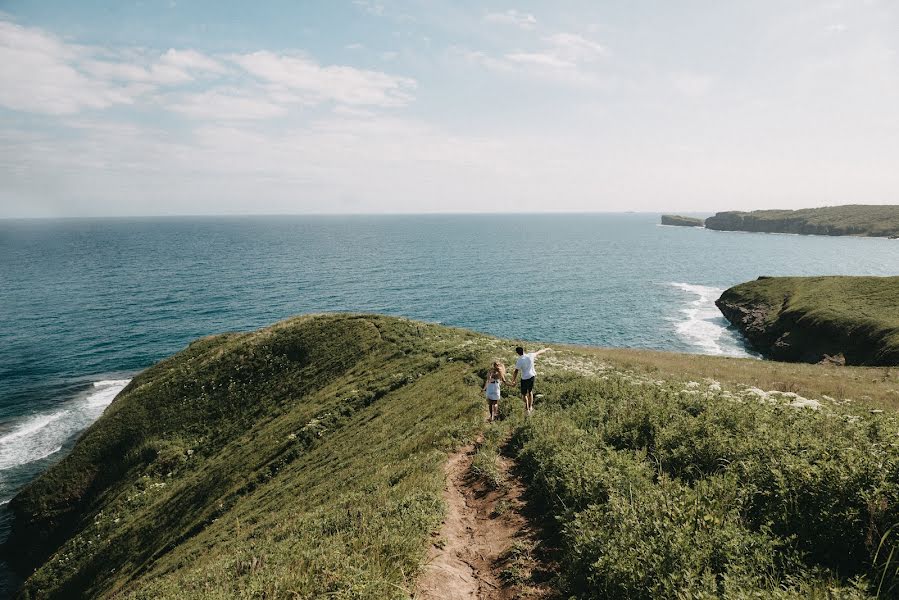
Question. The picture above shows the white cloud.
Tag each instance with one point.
(160, 74)
(512, 17)
(42, 73)
(191, 60)
(564, 58)
(575, 48)
(540, 59)
(370, 7)
(226, 105)
(692, 85)
(343, 84)
(37, 75)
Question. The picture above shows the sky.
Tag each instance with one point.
(177, 107)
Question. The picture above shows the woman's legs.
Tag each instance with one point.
(492, 409)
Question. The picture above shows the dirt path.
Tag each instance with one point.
(483, 550)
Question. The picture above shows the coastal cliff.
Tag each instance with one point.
(812, 319)
(856, 220)
(680, 221)
(308, 459)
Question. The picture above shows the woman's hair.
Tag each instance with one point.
(500, 368)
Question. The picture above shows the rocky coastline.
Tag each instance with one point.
(789, 319)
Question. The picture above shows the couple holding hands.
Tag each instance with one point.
(496, 376)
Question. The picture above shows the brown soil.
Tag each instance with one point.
(484, 549)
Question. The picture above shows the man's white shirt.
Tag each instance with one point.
(525, 364)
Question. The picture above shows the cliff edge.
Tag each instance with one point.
(855, 219)
(814, 319)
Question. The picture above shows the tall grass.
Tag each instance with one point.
(659, 493)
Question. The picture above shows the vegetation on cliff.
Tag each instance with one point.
(305, 460)
(808, 319)
(853, 219)
(680, 221)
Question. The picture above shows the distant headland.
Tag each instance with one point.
(680, 221)
(852, 219)
(841, 320)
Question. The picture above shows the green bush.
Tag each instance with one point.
(660, 493)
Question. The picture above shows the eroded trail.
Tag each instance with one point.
(485, 545)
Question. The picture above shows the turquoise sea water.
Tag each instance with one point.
(84, 304)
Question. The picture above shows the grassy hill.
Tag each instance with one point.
(806, 318)
(680, 221)
(305, 460)
(853, 219)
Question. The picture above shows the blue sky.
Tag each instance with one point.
(177, 107)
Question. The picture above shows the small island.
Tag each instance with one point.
(679, 221)
(842, 320)
(853, 219)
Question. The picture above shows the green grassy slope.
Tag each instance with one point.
(305, 460)
(677, 490)
(804, 318)
(853, 219)
(682, 221)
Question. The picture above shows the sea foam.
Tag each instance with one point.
(38, 436)
(702, 325)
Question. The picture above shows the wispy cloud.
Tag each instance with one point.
(374, 8)
(226, 105)
(512, 17)
(347, 85)
(561, 58)
(575, 48)
(43, 73)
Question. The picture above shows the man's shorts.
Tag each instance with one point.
(527, 385)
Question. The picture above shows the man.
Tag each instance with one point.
(525, 364)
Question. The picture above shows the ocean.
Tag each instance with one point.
(87, 303)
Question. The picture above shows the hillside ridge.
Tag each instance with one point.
(851, 220)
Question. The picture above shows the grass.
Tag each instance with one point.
(855, 316)
(856, 219)
(682, 221)
(306, 460)
(660, 492)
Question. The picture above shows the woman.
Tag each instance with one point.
(496, 376)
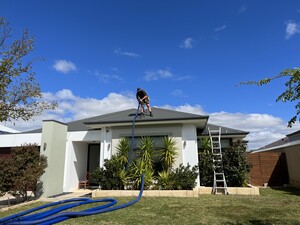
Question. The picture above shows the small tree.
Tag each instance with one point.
(20, 94)
(292, 92)
(22, 170)
(236, 166)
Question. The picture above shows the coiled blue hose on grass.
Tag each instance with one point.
(56, 215)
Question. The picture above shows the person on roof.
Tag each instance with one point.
(143, 98)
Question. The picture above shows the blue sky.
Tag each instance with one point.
(188, 56)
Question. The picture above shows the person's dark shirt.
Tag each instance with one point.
(140, 94)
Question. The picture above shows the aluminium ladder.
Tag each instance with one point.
(219, 176)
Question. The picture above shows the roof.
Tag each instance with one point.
(224, 131)
(126, 117)
(160, 116)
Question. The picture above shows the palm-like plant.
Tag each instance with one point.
(169, 153)
(137, 169)
(165, 180)
(123, 148)
(147, 149)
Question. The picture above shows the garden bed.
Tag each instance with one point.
(174, 193)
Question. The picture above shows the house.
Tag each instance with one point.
(80, 146)
(279, 160)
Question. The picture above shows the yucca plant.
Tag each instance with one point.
(137, 169)
(165, 180)
(169, 153)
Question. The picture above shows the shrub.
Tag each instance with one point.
(22, 170)
(185, 177)
(110, 176)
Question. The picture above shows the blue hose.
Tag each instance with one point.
(53, 216)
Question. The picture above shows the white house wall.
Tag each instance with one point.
(190, 146)
(106, 145)
(76, 156)
(14, 140)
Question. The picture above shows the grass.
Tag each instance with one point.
(273, 206)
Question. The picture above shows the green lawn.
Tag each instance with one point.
(273, 206)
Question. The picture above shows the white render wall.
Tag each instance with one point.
(53, 145)
(76, 156)
(190, 146)
(14, 140)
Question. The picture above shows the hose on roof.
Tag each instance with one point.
(55, 215)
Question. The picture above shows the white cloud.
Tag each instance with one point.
(64, 66)
(129, 54)
(158, 74)
(106, 78)
(7, 129)
(188, 43)
(264, 129)
(178, 93)
(292, 28)
(217, 29)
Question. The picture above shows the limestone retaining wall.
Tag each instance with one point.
(174, 193)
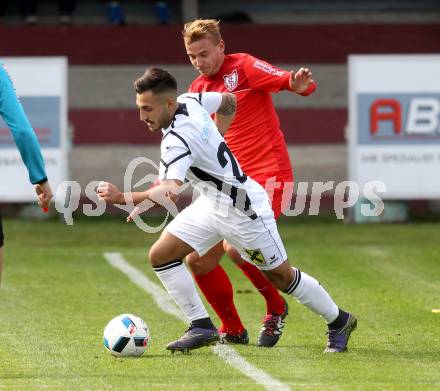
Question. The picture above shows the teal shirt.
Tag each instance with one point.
(24, 136)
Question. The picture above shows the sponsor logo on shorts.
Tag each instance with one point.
(231, 80)
(256, 257)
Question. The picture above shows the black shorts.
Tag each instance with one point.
(1, 231)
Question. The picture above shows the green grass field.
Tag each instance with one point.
(58, 293)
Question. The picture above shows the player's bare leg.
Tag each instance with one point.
(217, 288)
(166, 257)
(310, 293)
(276, 306)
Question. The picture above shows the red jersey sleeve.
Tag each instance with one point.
(264, 76)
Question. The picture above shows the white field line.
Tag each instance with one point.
(167, 305)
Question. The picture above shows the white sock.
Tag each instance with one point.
(310, 293)
(180, 286)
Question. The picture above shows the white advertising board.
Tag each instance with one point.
(394, 124)
(41, 84)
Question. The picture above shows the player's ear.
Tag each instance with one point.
(171, 101)
(221, 46)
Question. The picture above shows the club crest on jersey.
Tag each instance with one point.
(231, 80)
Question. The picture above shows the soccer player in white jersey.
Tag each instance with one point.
(231, 206)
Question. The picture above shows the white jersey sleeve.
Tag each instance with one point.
(176, 157)
(210, 101)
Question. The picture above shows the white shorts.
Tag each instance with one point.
(202, 226)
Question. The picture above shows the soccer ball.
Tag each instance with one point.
(126, 335)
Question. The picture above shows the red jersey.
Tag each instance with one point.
(254, 137)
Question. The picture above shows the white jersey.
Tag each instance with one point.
(193, 149)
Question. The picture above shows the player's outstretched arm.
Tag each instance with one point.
(226, 112)
(301, 82)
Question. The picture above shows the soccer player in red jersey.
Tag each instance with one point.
(256, 140)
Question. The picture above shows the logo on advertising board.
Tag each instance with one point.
(403, 118)
(231, 80)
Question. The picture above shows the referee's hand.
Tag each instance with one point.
(44, 193)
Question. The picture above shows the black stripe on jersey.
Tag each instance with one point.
(168, 265)
(167, 165)
(181, 110)
(294, 283)
(191, 97)
(228, 189)
(181, 139)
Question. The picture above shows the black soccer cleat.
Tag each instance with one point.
(272, 328)
(242, 338)
(194, 338)
(338, 339)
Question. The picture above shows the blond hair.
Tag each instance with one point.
(202, 28)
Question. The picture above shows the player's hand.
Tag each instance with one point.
(44, 193)
(301, 80)
(135, 212)
(109, 193)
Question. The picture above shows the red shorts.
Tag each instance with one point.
(274, 183)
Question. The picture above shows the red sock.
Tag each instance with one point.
(217, 289)
(274, 301)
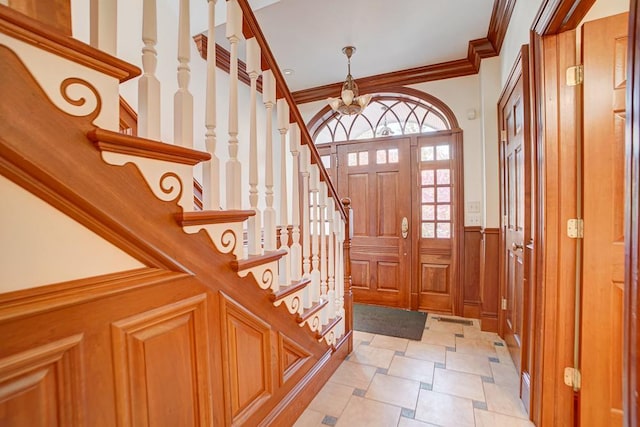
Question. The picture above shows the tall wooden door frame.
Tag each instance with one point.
(552, 401)
(457, 145)
(519, 75)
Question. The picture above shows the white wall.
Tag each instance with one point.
(461, 95)
(517, 35)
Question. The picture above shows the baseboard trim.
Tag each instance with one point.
(296, 401)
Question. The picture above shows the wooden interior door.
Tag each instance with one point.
(376, 176)
(515, 187)
(604, 47)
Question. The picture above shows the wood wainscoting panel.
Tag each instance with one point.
(43, 386)
(246, 342)
(163, 349)
(292, 357)
(471, 274)
(489, 279)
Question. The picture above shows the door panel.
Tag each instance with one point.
(605, 63)
(376, 176)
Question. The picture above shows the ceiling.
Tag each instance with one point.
(307, 36)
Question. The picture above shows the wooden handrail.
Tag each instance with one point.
(252, 29)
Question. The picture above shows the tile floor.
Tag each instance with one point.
(455, 376)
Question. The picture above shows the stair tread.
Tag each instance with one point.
(213, 217)
(307, 313)
(255, 260)
(116, 142)
(328, 327)
(287, 290)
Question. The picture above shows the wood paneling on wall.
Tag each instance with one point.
(471, 283)
(489, 279)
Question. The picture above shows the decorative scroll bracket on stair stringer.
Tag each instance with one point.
(224, 236)
(165, 179)
(265, 275)
(72, 88)
(293, 303)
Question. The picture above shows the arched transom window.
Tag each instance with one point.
(386, 115)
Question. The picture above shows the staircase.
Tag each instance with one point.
(205, 316)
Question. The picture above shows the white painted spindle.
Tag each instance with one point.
(314, 228)
(103, 17)
(296, 248)
(283, 127)
(323, 239)
(211, 169)
(269, 99)
(306, 223)
(233, 166)
(254, 226)
(183, 99)
(331, 293)
(149, 85)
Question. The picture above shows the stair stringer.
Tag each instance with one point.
(115, 202)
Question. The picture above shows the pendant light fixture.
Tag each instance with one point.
(350, 101)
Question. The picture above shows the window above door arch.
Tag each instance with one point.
(401, 112)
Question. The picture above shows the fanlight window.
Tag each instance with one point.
(386, 115)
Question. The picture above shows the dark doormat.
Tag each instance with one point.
(393, 322)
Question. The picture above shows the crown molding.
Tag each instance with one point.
(479, 49)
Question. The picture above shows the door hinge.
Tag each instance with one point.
(575, 228)
(575, 75)
(572, 378)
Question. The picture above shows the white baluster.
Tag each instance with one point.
(314, 229)
(306, 223)
(331, 293)
(103, 16)
(183, 99)
(283, 127)
(211, 169)
(254, 226)
(149, 85)
(233, 166)
(323, 239)
(296, 248)
(269, 99)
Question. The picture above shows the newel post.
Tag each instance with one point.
(348, 296)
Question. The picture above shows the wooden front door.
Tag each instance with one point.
(515, 185)
(605, 67)
(376, 176)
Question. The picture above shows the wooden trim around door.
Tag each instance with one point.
(631, 386)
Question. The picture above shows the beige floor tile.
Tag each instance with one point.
(354, 375)
(459, 384)
(391, 343)
(447, 339)
(413, 369)
(476, 347)
(477, 334)
(393, 390)
(374, 356)
(310, 418)
(504, 401)
(362, 336)
(491, 419)
(420, 350)
(408, 422)
(332, 399)
(438, 326)
(470, 363)
(505, 374)
(365, 412)
(444, 410)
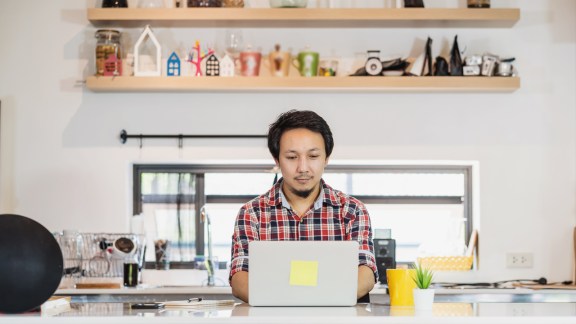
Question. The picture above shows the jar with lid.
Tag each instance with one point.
(71, 245)
(205, 3)
(478, 3)
(108, 53)
(233, 3)
(114, 4)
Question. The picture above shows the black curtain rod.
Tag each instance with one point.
(124, 136)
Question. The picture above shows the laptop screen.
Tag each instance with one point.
(303, 273)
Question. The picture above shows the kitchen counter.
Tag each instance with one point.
(377, 295)
(493, 313)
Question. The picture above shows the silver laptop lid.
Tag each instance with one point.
(303, 273)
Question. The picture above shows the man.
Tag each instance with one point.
(301, 206)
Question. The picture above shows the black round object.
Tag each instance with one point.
(114, 4)
(31, 264)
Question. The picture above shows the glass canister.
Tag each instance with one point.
(71, 244)
(288, 3)
(114, 4)
(233, 3)
(478, 3)
(108, 53)
(205, 3)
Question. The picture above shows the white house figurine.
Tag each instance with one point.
(147, 65)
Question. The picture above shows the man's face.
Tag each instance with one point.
(302, 160)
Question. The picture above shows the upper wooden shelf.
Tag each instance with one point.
(299, 84)
(311, 17)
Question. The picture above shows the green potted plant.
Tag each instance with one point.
(423, 294)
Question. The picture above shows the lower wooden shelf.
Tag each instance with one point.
(302, 84)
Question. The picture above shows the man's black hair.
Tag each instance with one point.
(294, 119)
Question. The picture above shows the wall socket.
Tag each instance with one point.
(519, 260)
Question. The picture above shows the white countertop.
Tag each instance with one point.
(226, 290)
(493, 313)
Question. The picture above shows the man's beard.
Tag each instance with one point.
(302, 193)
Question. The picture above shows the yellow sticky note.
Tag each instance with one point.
(304, 273)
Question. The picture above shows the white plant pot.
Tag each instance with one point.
(423, 299)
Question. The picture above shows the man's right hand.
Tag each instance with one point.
(239, 285)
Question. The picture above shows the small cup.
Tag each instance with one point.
(401, 286)
(130, 274)
(250, 63)
(279, 62)
(307, 63)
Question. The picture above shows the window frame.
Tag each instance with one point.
(199, 170)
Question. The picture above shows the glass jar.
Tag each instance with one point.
(205, 3)
(233, 3)
(107, 47)
(478, 3)
(71, 245)
(288, 3)
(114, 4)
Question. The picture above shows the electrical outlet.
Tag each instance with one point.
(519, 260)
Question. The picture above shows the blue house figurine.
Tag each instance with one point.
(173, 65)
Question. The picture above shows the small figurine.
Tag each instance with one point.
(145, 65)
(196, 56)
(212, 66)
(173, 65)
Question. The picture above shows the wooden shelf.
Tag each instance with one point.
(310, 16)
(301, 84)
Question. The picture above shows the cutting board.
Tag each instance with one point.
(98, 285)
(538, 287)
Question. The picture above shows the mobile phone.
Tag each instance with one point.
(147, 306)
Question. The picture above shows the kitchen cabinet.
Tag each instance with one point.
(309, 18)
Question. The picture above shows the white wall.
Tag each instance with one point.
(63, 165)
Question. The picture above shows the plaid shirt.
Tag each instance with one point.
(334, 217)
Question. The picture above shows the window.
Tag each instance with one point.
(427, 208)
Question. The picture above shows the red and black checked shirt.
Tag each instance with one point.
(335, 216)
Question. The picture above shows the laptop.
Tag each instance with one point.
(303, 273)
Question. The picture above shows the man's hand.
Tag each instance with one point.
(366, 281)
(239, 285)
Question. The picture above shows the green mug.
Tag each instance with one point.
(307, 63)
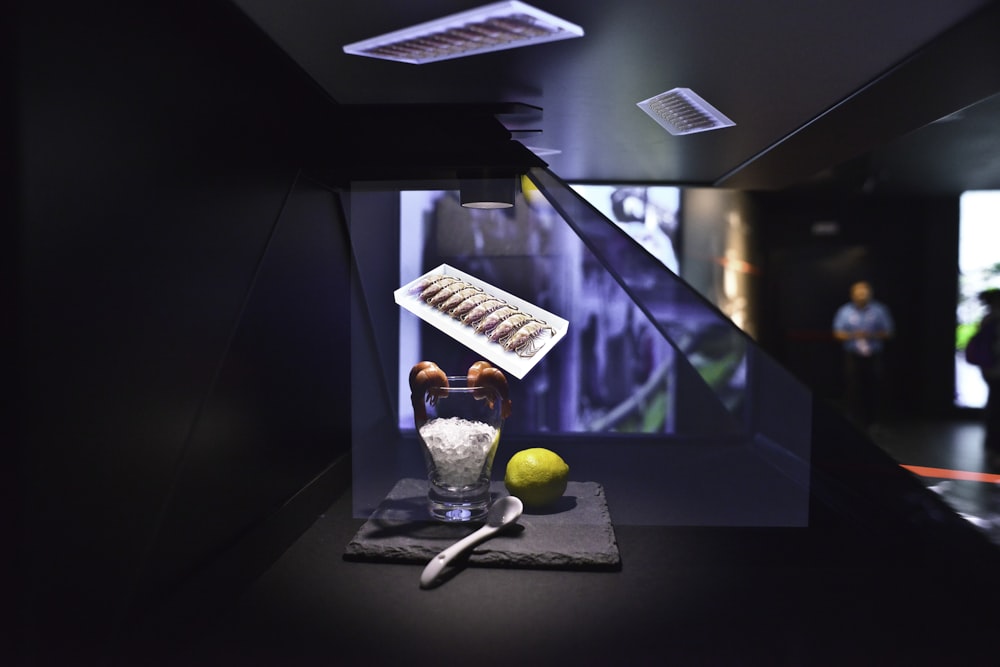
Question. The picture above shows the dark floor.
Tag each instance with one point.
(947, 455)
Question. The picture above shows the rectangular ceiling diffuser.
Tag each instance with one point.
(682, 111)
(502, 25)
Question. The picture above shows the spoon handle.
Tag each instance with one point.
(438, 563)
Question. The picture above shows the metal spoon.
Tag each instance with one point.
(504, 512)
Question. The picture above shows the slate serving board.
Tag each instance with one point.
(576, 533)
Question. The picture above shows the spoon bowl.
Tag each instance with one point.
(504, 512)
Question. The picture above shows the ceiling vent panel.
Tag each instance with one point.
(683, 111)
(495, 27)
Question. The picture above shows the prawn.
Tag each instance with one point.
(509, 326)
(483, 374)
(436, 286)
(458, 297)
(526, 341)
(426, 379)
(447, 292)
(481, 310)
(426, 282)
(488, 323)
(468, 304)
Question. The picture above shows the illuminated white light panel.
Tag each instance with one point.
(495, 27)
(683, 111)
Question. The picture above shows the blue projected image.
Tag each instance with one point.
(979, 269)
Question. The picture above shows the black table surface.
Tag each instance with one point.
(919, 591)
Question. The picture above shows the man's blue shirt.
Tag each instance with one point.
(873, 318)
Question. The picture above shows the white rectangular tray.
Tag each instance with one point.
(511, 362)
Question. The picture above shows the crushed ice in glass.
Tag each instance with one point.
(459, 448)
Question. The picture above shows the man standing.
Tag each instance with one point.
(863, 325)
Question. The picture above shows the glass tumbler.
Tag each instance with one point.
(459, 436)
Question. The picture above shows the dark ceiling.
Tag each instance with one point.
(829, 93)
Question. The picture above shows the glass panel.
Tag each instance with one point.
(653, 392)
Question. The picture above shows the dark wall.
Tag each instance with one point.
(906, 246)
(182, 307)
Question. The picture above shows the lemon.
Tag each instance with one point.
(537, 476)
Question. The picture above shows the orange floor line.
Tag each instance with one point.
(944, 473)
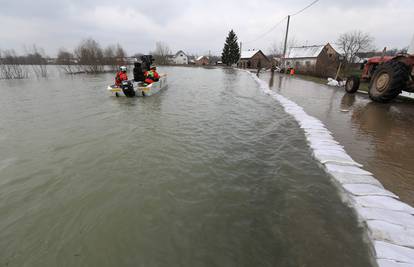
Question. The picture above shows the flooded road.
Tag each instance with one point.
(379, 136)
(211, 172)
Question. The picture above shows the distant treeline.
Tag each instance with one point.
(87, 57)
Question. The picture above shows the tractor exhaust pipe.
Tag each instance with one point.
(411, 48)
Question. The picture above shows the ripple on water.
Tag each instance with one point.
(208, 173)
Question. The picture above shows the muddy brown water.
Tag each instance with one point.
(210, 172)
(379, 136)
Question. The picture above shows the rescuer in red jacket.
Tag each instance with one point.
(151, 75)
(121, 76)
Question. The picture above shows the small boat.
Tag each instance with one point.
(131, 89)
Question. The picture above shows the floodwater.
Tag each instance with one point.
(379, 136)
(210, 172)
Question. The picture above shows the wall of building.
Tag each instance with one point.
(181, 58)
(202, 61)
(327, 63)
(253, 62)
(302, 65)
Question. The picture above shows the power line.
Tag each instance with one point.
(303, 9)
(280, 22)
(267, 32)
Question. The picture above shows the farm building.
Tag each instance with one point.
(180, 58)
(202, 60)
(253, 59)
(318, 60)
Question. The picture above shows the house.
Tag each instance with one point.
(253, 59)
(202, 60)
(318, 60)
(180, 58)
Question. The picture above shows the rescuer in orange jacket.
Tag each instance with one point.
(151, 75)
(121, 76)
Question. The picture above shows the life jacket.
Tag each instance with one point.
(151, 76)
(120, 76)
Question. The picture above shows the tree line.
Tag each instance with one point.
(87, 57)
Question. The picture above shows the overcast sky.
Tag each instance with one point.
(198, 27)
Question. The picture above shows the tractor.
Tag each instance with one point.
(388, 76)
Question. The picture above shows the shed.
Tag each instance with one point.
(253, 59)
(319, 60)
(202, 60)
(180, 58)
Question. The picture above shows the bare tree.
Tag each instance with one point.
(120, 55)
(37, 59)
(66, 61)
(90, 56)
(351, 43)
(109, 55)
(10, 66)
(161, 53)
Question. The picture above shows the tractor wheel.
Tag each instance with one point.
(388, 81)
(352, 84)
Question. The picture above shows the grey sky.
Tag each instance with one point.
(197, 26)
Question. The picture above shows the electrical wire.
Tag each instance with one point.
(267, 32)
(303, 9)
(280, 22)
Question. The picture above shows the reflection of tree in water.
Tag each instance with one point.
(347, 101)
(390, 127)
(272, 79)
(381, 121)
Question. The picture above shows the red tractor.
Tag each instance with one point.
(387, 77)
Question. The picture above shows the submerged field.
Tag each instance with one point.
(210, 172)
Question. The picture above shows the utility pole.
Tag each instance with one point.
(287, 33)
(240, 47)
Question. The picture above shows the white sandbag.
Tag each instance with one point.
(333, 82)
(346, 178)
(393, 252)
(391, 263)
(394, 217)
(346, 169)
(368, 190)
(392, 233)
(382, 202)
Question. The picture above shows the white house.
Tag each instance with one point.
(180, 58)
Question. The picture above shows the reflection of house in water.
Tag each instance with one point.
(180, 58)
(319, 60)
(202, 60)
(253, 59)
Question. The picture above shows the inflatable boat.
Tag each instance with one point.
(131, 88)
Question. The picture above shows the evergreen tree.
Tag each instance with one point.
(231, 50)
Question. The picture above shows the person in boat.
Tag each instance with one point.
(138, 72)
(151, 75)
(121, 75)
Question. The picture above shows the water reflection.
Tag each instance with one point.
(347, 102)
(379, 136)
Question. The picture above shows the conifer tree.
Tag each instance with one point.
(231, 50)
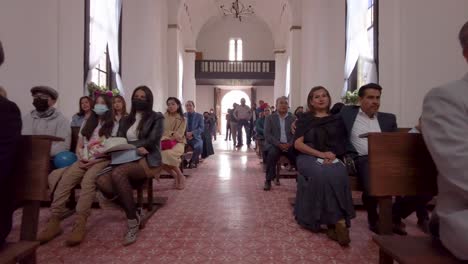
-------
AIM:
Pull out every line of the data above that contains the word "jersey".

OUTPUT FOR THIS EXERCISE:
Question. The picture above shows the red jersey sleeve.
Question. The picture above shows the club crest on jersey.
Question. The picture above shows the soccer player in white jersey.
Question. The picture above shows the white jersey sleeve.
Question. The picture above shows the red jersey.
Question. The picture above shows the white jersey.
Question. The picture above shows the soccer player in red jersey.
Question. The picture above shows the black stripe on jersey.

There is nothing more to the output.